Count the lines in the items below that contain the string "water", treating uppercase and lowercase letters as different. Reply with the number alone.
━━━ Data supplied
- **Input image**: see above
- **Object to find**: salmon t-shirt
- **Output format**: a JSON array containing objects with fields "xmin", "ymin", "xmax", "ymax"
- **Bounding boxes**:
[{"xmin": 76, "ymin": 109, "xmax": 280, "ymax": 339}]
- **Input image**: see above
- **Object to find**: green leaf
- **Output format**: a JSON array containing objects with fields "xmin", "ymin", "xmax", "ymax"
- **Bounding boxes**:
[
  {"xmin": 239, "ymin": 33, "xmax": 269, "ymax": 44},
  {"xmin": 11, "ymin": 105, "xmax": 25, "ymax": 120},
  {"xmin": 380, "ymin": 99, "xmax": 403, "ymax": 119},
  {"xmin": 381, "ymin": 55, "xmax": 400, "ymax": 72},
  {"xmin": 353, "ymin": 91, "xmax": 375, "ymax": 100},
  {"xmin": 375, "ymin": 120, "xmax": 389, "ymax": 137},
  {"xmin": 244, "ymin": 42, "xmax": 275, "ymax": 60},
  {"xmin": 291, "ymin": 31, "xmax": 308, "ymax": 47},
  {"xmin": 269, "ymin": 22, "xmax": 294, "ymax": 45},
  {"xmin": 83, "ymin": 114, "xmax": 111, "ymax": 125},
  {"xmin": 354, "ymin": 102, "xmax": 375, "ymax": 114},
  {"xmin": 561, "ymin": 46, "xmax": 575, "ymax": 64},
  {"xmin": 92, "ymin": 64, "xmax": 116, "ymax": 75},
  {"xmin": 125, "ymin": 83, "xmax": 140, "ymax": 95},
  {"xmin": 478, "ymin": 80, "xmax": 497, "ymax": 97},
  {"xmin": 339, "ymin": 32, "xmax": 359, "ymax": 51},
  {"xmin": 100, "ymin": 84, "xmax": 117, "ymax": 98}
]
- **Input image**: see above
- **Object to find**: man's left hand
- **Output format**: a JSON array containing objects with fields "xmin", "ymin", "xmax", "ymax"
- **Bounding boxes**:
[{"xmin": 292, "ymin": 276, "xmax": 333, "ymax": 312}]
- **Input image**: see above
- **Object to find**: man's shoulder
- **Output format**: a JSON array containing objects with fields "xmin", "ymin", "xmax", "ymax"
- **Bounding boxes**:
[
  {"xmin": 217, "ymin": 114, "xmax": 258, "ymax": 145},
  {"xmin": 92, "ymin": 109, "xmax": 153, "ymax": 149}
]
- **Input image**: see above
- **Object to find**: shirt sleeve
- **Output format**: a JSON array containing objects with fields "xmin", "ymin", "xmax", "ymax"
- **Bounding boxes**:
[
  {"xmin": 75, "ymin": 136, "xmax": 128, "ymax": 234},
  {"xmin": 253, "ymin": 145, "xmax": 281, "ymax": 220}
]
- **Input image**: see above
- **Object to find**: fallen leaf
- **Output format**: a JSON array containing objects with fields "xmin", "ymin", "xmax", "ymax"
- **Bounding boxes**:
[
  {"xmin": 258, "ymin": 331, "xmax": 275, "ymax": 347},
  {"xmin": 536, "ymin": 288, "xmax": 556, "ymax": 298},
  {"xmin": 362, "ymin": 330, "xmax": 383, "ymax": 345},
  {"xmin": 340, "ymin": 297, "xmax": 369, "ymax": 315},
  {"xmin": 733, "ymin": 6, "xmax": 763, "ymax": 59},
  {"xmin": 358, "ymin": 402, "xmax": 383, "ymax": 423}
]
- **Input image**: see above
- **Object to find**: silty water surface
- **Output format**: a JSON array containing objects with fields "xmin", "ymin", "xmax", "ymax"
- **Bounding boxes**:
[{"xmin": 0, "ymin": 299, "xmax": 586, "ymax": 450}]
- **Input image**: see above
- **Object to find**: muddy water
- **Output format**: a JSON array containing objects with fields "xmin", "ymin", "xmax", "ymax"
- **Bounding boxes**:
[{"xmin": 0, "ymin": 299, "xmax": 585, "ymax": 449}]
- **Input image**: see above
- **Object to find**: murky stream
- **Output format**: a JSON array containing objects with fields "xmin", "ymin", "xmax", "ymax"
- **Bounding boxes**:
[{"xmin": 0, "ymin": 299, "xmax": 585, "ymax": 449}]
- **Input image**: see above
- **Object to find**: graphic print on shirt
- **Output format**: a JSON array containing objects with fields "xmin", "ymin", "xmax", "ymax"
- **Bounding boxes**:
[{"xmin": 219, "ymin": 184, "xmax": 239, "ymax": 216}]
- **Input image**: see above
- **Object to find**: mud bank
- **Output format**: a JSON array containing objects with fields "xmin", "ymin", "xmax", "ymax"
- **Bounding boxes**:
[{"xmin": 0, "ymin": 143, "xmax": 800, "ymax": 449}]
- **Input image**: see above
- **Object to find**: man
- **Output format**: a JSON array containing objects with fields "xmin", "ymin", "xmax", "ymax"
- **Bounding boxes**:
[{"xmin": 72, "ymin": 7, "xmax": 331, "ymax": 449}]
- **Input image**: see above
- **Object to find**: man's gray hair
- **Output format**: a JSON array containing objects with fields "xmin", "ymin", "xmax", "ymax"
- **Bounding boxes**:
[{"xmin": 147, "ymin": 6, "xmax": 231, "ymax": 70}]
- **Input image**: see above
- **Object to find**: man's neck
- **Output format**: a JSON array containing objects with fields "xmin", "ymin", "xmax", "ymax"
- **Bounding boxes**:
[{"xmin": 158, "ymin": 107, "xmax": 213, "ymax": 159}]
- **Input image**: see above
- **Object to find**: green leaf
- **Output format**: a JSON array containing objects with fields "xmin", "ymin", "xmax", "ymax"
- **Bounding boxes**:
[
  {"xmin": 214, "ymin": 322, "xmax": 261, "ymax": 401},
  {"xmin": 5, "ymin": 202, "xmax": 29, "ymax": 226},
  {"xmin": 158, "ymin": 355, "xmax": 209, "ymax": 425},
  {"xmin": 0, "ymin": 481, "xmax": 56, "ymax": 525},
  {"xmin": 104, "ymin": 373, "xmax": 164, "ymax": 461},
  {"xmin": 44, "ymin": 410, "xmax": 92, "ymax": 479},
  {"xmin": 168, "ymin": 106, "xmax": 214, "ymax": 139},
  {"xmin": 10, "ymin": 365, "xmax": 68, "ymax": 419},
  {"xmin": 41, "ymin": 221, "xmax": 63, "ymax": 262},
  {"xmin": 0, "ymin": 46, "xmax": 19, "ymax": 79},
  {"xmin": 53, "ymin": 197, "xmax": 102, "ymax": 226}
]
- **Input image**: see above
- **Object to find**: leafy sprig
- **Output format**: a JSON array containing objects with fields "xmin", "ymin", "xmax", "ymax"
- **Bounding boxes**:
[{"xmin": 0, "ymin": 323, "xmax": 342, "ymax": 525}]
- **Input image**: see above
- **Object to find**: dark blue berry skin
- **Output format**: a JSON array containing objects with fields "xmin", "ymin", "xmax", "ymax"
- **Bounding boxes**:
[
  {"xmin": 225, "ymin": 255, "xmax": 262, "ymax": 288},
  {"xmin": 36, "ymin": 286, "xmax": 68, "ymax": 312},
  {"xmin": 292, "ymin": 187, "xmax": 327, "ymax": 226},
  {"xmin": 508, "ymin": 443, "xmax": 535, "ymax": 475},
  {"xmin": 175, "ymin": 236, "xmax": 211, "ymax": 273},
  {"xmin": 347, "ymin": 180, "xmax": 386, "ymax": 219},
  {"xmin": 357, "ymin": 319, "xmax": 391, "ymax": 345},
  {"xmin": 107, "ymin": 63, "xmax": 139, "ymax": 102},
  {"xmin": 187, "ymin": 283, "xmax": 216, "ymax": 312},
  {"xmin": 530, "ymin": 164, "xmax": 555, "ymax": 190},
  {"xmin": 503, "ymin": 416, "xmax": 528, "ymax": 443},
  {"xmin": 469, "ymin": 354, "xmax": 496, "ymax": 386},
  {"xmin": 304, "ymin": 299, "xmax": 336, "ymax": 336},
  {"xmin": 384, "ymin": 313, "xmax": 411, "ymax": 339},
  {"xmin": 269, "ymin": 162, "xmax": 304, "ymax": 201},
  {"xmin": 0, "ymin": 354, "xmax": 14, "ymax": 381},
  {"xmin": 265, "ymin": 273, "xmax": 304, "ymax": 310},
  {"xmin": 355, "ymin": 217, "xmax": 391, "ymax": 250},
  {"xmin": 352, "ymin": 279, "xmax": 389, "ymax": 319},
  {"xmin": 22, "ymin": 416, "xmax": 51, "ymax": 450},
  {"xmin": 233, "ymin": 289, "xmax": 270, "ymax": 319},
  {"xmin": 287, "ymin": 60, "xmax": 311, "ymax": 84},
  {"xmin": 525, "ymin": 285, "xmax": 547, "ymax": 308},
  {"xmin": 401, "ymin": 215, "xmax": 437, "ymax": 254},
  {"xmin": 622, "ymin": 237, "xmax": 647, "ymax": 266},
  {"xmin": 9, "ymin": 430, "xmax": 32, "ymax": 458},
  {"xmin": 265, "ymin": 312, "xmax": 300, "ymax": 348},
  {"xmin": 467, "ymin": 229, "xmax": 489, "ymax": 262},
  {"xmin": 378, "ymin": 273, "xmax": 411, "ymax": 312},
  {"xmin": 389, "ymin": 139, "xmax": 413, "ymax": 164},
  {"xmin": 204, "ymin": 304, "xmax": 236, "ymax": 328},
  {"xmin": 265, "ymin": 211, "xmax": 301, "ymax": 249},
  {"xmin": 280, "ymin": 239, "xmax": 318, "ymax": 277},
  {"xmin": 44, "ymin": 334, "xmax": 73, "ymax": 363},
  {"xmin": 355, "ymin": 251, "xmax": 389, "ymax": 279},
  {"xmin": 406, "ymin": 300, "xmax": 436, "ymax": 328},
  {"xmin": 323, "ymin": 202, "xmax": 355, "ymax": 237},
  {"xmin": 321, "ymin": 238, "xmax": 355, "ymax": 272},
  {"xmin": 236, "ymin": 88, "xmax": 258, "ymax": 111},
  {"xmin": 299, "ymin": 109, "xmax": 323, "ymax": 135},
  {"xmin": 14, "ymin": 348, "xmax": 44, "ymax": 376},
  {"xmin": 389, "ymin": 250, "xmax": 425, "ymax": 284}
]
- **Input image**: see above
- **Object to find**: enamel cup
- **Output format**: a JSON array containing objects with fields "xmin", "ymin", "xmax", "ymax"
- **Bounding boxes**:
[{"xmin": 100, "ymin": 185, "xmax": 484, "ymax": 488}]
━━━━━━
Expected output - 2